● The task
Arrange the material from its start through the line containing "[[169, 86]]", inclusive, as a two-column CSV headed request and answer, with one row per request. Put each request and its answer in its own quoted field, and turn any line breaks into spaces.

-- START Data to use --

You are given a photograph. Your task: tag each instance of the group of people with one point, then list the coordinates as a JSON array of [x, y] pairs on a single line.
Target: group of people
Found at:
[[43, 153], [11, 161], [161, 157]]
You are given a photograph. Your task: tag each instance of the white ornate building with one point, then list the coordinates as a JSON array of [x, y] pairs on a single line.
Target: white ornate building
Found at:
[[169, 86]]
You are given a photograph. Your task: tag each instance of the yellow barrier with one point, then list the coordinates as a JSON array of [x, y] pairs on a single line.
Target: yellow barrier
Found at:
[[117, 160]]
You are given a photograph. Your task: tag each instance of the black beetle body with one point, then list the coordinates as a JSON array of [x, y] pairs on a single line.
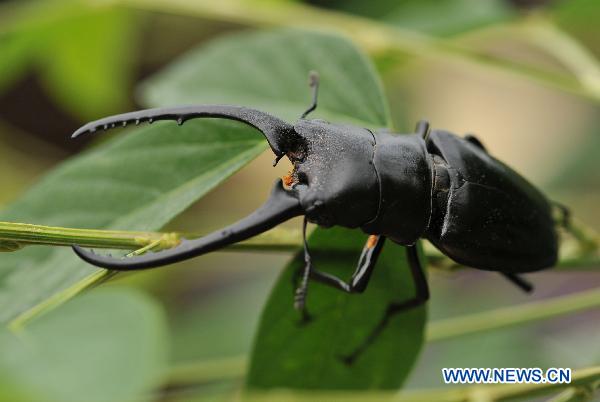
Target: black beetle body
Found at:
[[474, 208], [433, 185]]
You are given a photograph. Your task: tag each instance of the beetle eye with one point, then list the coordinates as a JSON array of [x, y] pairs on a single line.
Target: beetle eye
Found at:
[[301, 178]]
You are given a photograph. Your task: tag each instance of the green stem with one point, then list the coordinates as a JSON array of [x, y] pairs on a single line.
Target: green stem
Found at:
[[511, 316], [580, 250]]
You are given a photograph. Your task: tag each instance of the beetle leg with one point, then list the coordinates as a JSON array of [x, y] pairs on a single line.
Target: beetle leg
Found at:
[[362, 274], [313, 82], [302, 289], [526, 286], [421, 296], [422, 129]]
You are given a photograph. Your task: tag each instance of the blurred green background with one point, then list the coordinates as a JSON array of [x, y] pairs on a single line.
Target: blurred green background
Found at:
[[530, 90]]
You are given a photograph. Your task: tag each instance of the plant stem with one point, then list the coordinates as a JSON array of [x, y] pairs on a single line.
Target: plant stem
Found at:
[[580, 250], [511, 316]]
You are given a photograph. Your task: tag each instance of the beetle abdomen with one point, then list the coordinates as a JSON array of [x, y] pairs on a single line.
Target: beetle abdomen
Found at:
[[490, 217]]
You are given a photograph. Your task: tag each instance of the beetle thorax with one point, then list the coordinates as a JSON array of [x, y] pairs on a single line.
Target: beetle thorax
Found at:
[[405, 177]]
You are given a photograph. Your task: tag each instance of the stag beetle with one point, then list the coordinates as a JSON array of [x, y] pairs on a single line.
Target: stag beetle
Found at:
[[430, 184]]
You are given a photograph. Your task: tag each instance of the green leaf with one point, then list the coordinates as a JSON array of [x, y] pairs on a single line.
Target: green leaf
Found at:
[[138, 181], [439, 17], [288, 354], [269, 71], [84, 53], [87, 60], [109, 345], [144, 179]]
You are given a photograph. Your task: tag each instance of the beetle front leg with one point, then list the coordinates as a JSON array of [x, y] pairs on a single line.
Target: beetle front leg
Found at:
[[360, 278], [421, 296]]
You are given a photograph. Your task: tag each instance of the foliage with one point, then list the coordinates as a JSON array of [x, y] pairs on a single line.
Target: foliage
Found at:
[[141, 180]]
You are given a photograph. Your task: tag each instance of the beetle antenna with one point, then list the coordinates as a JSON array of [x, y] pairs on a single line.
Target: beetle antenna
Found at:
[[313, 82]]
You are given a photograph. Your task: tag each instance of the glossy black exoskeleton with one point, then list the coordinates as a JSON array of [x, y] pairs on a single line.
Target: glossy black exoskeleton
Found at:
[[429, 184]]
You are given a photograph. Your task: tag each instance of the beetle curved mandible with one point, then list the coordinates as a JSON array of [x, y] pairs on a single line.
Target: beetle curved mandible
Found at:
[[430, 184]]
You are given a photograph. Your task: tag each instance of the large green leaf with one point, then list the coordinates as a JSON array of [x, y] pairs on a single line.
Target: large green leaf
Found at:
[[109, 345], [138, 181], [290, 354], [84, 53], [269, 71], [144, 179]]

-- END Data to use --

● Solution to the exercise
request,answer
"You are given a photograph. Your task: tag each instance of the group of people with one point, then list the coordinates as a JSON array of [x, y] pairs on a single line. Target: group of people Found at:","[[43, 153], [11, 161], [161, 157]]"
"You are given a photograph. Your task: tag each instance of the white ornate building with one point, then list the coordinates as a JSON array of [x, y] pairs on a single line. Target: white ornate building Found at:","[[169, 86]]"